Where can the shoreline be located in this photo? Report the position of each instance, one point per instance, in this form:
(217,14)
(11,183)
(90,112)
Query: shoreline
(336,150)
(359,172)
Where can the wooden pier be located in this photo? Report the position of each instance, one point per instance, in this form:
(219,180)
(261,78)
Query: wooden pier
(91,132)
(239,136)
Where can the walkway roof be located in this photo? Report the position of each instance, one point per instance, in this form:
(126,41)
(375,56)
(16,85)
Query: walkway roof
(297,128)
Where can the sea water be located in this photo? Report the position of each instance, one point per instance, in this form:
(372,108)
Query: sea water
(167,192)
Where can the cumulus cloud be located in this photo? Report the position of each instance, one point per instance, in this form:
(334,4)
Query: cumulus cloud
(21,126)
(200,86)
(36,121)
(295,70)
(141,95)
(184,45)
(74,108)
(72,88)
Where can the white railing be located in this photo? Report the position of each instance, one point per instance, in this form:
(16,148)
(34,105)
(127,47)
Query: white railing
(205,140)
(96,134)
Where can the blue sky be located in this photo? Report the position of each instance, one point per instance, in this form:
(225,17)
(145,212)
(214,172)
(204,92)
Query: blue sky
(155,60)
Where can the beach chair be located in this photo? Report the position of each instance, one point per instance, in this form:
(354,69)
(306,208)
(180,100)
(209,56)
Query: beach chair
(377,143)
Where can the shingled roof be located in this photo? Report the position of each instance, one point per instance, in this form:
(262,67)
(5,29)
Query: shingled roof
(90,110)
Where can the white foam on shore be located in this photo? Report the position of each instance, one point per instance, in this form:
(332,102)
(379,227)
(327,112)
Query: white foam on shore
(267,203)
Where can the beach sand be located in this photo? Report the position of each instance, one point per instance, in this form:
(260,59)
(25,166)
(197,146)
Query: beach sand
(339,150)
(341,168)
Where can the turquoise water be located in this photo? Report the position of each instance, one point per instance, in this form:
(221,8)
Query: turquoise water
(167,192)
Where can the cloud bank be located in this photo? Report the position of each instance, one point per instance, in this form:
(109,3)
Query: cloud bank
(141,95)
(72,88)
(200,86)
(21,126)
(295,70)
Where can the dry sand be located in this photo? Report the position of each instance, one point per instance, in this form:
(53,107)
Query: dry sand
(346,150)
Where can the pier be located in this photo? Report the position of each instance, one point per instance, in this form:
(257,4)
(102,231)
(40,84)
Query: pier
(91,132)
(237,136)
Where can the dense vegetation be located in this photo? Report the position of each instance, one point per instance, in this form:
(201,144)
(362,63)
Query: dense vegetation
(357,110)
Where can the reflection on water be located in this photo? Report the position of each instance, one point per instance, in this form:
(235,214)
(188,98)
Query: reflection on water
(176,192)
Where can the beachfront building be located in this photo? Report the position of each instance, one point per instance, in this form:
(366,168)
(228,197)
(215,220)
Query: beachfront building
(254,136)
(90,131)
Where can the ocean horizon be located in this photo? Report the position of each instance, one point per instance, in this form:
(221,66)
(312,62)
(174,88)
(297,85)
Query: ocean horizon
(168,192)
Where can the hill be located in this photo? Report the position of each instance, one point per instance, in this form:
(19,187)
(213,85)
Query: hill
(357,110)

◆ Problem to work on ◆
Switch every "instance" in the records above to "occurrence" and write all the records out again with nothing else changed.

◆ Response to the task ◆
Where can the shoreline be located in this photo? Report the position of each occurrence, one point per occurrence, in this form:
(217,14)
(11,183)
(90,112)
Query: shoreline
(336,150)
(359,172)
Where can the wooden pier be located in this photo? Report the position of each occurrence, one point per occurrence, in this form:
(219,180)
(261,78)
Query: wooden pier
(91,132)
(239,136)
Where can the walkway roof be located in this photo? Report the position of each occurrence, one point per occurrence, in this form:
(126,41)
(375,56)
(16,85)
Query: walkway roof
(297,128)
Where can the sea water be located in this photo? Report the position of each occurrence, one point per occurrence, in this form:
(372,108)
Query: sea water
(167,192)
Where can the cumulus cloud be located in this photo? Report the position of each occurrence, one point per occurrence, in this form:
(334,4)
Query: cumulus cloud
(21,126)
(200,86)
(36,121)
(295,70)
(141,95)
(184,45)
(74,108)
(72,88)
Where can the white railing be located in this photo? Report the position of each occurrence, one point per occurrence, in this form:
(16,148)
(34,105)
(127,47)
Query: white railing
(205,140)
(96,134)
Where can the blue sky be located in this photo? Report the position of each occurrence, one point per occurrence, in this form:
(225,17)
(145,212)
(214,172)
(204,92)
Query: blue sky
(155,60)
Where can the beach chair be located in this photo? Report the position of each occurrence, one point per occurrence, in this form:
(354,69)
(306,208)
(180,100)
(209,56)
Query: beach chair
(377,143)
Where can the shingled roof be located in this photo? Report the position of each occurrence, one point per occurrence, in this form:
(262,67)
(5,29)
Query: shingled roof
(90,110)
Where can the white foam on shore be located in this photo? Report the position of each occurrence, one point per occurrence, in this form:
(332,102)
(379,227)
(327,112)
Query: white foam on shore
(267,203)
Where can the beach sand be located in this photo? Report the position of each occurrence, one point per occurrence, in this form:
(260,59)
(25,166)
(197,146)
Query: beach sand
(339,150)
(341,168)
Where can the turquoise water be located in this photo? Report the position of each occurrence, one point per occurrence, in this form:
(221,8)
Query: turquoise water
(167,192)
Where can the cloud bank be located in this photo? Report the position of each occurrence, one point per occurrence, in this form:
(109,3)
Query: cloud bank
(141,95)
(72,88)
(200,86)
(21,126)
(295,70)
Where can the dry sand be located in this photo? Report the position of each occurrence, one point per occurrence, in this form:
(53,107)
Query: dry sand
(346,150)
Where can the pier be located in this photo? Report the position of each occurrence, one point per occurrence, in this form:
(257,4)
(102,231)
(40,84)
Query: pier
(91,132)
(237,136)
Where can the dense vegetation be located in this photo? Report the position of each occurrence, one point per occurrence, in this form:
(201,144)
(362,63)
Query: dense vegetation
(357,110)
Where can the reflection on water be located in this photo? Report the position of each occurrence, one point per occurrence, in this form:
(235,214)
(188,98)
Query: reflection on water
(176,192)
Where can the beachfront building be located in this photo? Report the position of each occurrence, one point per occurrence, in this form:
(366,168)
(228,197)
(215,220)
Query: beachfront building
(254,136)
(90,131)
Where can the ocean horizon be located in this photo? Report the position of each occurrence, one point per occurrence, in this form:
(221,66)
(312,62)
(174,88)
(297,85)
Query: ocean horizon
(168,192)
Where can the hill be located in this photo? Report the position of each occurrence, one point per occurrence, in this form:
(19,187)
(213,85)
Query: hill
(357,110)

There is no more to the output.